# Do this:
Write out every item below verbatim, leaving the pictures out.
Material shown start
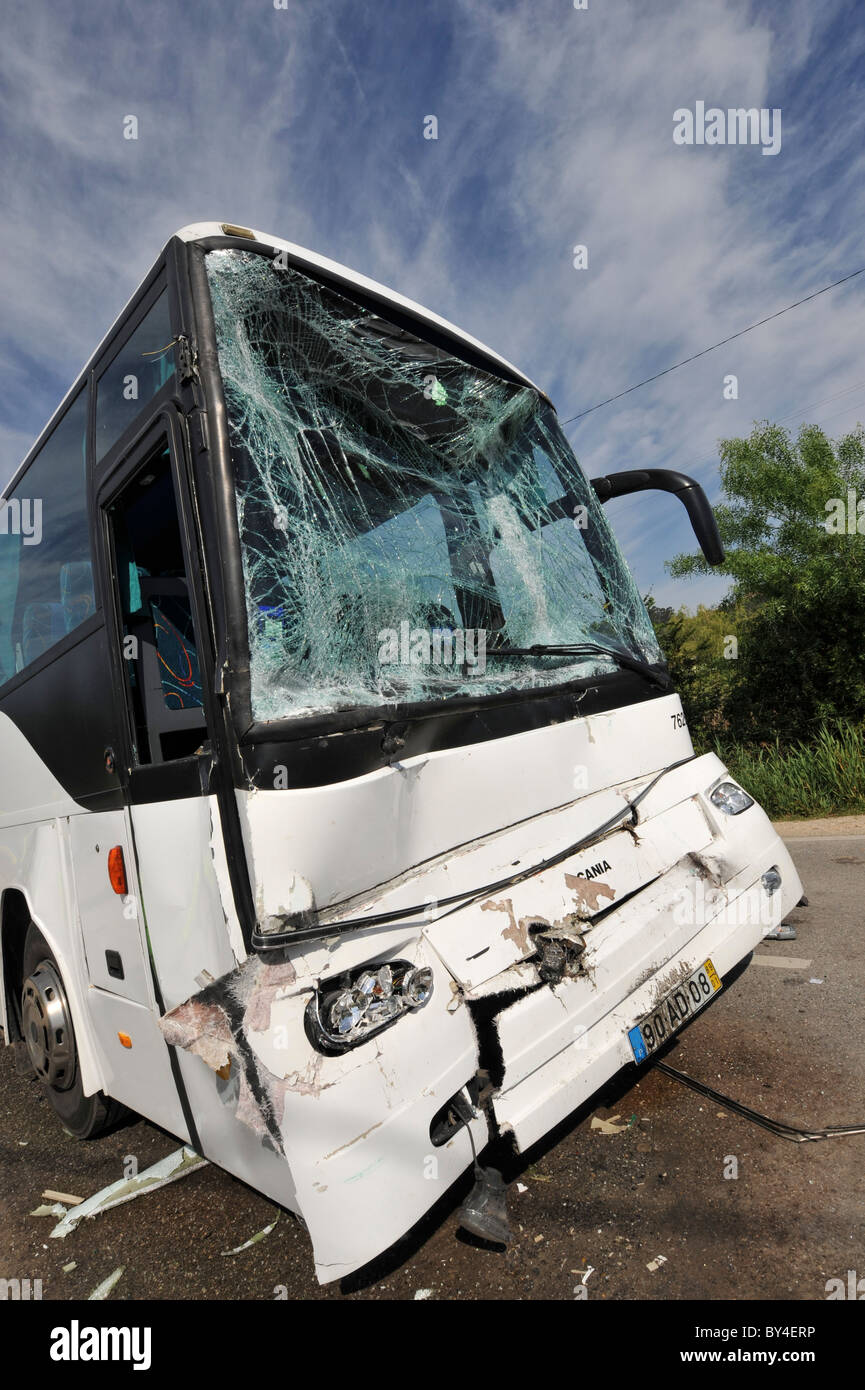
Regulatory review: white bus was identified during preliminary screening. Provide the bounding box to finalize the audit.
[0,224,801,1283]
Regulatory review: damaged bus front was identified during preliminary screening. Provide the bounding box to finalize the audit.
[163,234,801,1280]
[0,224,801,1282]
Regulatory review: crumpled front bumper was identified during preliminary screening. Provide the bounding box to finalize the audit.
[163,756,801,1283]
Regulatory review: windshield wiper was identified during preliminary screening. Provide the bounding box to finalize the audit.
[487,642,673,691]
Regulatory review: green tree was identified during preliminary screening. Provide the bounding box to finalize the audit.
[668,421,865,742]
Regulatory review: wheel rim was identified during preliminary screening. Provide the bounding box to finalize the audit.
[21,960,75,1091]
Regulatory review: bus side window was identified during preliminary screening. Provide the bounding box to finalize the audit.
[108,443,207,763]
[96,291,175,463]
[0,391,96,680]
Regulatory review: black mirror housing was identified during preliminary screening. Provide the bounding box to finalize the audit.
[590,468,725,564]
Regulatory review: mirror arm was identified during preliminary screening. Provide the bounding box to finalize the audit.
[591,468,725,564]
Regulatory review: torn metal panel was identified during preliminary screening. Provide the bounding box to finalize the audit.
[160,956,296,1151]
[163,937,488,1282]
[207,250,661,720]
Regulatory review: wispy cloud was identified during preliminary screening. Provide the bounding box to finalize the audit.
[0,0,865,603]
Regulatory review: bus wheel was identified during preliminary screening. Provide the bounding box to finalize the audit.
[21,924,124,1138]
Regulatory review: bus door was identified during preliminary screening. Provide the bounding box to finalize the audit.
[82,411,243,1131]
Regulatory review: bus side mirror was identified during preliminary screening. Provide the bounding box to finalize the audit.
[591,468,723,564]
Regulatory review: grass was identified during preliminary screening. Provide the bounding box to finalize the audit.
[715,723,865,820]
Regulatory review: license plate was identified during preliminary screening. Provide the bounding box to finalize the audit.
[627,960,720,1062]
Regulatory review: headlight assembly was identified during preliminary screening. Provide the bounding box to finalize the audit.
Material shown end
# Reply:
Regulatory review: white bus was identified during preliminary screening. Provide the bounding box to finalize the audit.
[0,224,801,1283]
Regulatory review: damaged bus front was identified during preliminary screening. Provide the bounding box to finalize the audit.
[163,234,801,1280]
[0,224,801,1282]
Regulatory review: crumpled front bumper was identified during preliminary screening. Provide the bounding box to finalize the audit.
[163,756,801,1283]
Regulatory review: windshield wiper was identified during preliminary screening. Provide the bounding box to finalize the audit.
[487,642,673,691]
Regulatory review: green tree was identified during preliminary screening. Provide the bounding box to finalize the audit.
[668,421,865,742]
Regulatory review: wheel rim was identified during preliminary screening. Provide the bounding box to finalize the audit.
[21,960,75,1091]
Regulatory review: bus side window was identified during preliminary screening. Provide the bounding box to finalize the audit.
[108,443,207,763]
[96,291,175,463]
[0,391,96,680]
Regulatory review: black mirror housing was identified during preliminary screening. Provide the bounding box to finalize the audit.
[590,468,725,564]
Regulatory review: mirror arm was identified during preliminary screening. Provide the bounding box to finalize the audit.
[591,468,725,564]
Regulatory review: torn metal panel was identified during preliminary screening. Provide the bounding box to finalize the audit.
[160,956,296,1151]
[163,937,488,1282]
[207,250,661,720]
Regulatory review: wispy cloud was identified during preliminary screening. Provide the bounding box to finalize the audit.
[0,0,865,603]
Regulatory review: bus wheel was identified during preliminary screening. Provide the bounding box to finalize the audit.
[21,924,124,1138]
Regulatory review: bus door was identified during preliminary screening. Provide the bounding box to finalize the audit.
[82,411,243,1131]
Regulatory review: bus side mirror was identified during preliminary screening. Provide the bounding box to finalize the audit.
[591,468,723,564]
Regulatory review: grass was identified during preliminary screening. Provide the bounding box to finalize the audit.
[715,723,865,820]
Regulatory review: license plate was identified during preliminary screening. Provide the bounding box to finalize the audit.
[627,960,720,1062]
Regulatory review: headlight assembly was identified during preliminary screening. Provide the bounding box to finalize the audit.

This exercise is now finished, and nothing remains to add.